* Supplied data

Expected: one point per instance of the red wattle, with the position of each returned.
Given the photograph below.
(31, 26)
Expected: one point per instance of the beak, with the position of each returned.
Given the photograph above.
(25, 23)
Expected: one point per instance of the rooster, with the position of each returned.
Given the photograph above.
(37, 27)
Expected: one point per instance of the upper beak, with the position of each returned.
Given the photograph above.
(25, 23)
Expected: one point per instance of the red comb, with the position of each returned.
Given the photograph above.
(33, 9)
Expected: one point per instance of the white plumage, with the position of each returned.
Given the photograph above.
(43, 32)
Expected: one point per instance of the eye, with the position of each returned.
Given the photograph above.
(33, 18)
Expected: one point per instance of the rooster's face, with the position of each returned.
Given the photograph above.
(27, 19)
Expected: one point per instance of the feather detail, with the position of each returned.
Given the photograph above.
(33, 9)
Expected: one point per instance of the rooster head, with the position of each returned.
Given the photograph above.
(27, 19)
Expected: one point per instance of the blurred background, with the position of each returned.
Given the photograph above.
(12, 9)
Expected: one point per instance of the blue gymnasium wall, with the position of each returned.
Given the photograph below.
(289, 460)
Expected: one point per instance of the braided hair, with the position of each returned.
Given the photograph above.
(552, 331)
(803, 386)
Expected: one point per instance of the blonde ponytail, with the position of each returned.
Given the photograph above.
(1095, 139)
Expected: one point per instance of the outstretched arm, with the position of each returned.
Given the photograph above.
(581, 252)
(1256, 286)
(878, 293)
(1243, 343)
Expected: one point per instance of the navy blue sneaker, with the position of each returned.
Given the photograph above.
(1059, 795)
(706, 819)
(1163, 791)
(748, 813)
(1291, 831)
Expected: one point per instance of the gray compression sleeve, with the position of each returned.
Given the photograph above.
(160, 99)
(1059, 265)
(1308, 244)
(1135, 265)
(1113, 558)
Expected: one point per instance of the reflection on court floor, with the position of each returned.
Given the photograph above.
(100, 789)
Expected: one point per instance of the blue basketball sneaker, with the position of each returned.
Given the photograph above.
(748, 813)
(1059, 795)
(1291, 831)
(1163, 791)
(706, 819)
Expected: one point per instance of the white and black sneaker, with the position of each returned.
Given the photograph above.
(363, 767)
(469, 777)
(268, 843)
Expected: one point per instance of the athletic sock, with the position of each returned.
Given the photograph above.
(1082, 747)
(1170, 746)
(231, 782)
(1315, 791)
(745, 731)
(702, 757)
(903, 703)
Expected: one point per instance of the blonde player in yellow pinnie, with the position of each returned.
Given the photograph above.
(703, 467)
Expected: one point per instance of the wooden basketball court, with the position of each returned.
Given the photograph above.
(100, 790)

* Stated goal
The records above should be duplicated in full, exactly as given.

* Response to the exercise
Expected: one point per instance of the red wattle, with the position of each returned.
Given the photograph below.
(31, 26)
Expected: one point per instance of the beak, with the position of each returned.
Given the photograph above.
(25, 23)
Expected: one point per instance of the rooster, with the position of each returned.
Given the photograph above.
(37, 27)
Expected: one point per instance of the upper beak, with the position of each returned.
Given the photograph above.
(25, 23)
Expected: one point per instance of the red comb, with the position of each returned.
Given the photograph above.
(33, 9)
Expected: one point per instance of the white plumage, with the position of each returned.
Given the photograph above.
(43, 32)
Expected: one point per instance of the eye, with the position of each returned.
Given the photograph above.
(33, 18)
Expected: one point per instance of the rooster's face, with the position of each returned.
Given the photograph above.
(27, 19)
Expected: one point per instance of the feather detail, with the position of each returned.
Given the photograph above.
(33, 9)
Expected: one point per instance of the rooster head, with the position of each returned.
Given the photograph above.
(27, 19)
Expected: one point per instance of the blurred background, with the position of each returned.
Given the photograph above.
(12, 9)
Expected: one point per instance of the blue gymnasium wall, with the position of each returned.
Given the photograph below.
(289, 460)
Expected: one point per instance of the braided hair, with the position of each returned.
Given the photograph above.
(552, 331)
(803, 386)
Expected: one point per instance of the blonde ponytail, with the position of each returned.
Given the photograph above.
(1095, 139)
Expected: one point per instance of the outstretched arm, with the position of each returned.
Given the photograph above.
(581, 252)
(1256, 286)
(878, 293)
(1243, 343)
Expected: one point per instance of the navy blue sneaker, with the position of each returned.
Given the photograph above.
(1059, 795)
(706, 819)
(1163, 791)
(748, 813)
(1291, 831)
Expected: one point per instance of the gray compression sleeve, with the position of each returned.
Given the photograph above.
(160, 99)
(1059, 265)
(1308, 244)
(1135, 265)
(1113, 558)
Expected: one point per instance of the reflection on court floor, with the position of each returned.
Given the photograph above.
(100, 789)
Expected: one point per instance of the blue basketball sneaker, with the position of each returned.
Given the photograph above.
(748, 813)
(1059, 795)
(1291, 831)
(1163, 791)
(706, 819)
Expected: one point per instance of the white and black sneaker, with the position of each returned.
Given the photograph above.
(363, 767)
(469, 777)
(268, 843)
Expected: one point per instance of the athletic sock, with the position of each returned.
Given the photograph above.
(1082, 747)
(1170, 746)
(231, 782)
(1315, 791)
(745, 731)
(702, 757)
(903, 703)
Expected: one point per instance of the blonde player in yellow pinnie, with the position of each returned.
Given the photograph above.
(703, 467)
Expected: one point per instance of the wooden basketball court, with the position of each returned.
Given the photograph above.
(100, 790)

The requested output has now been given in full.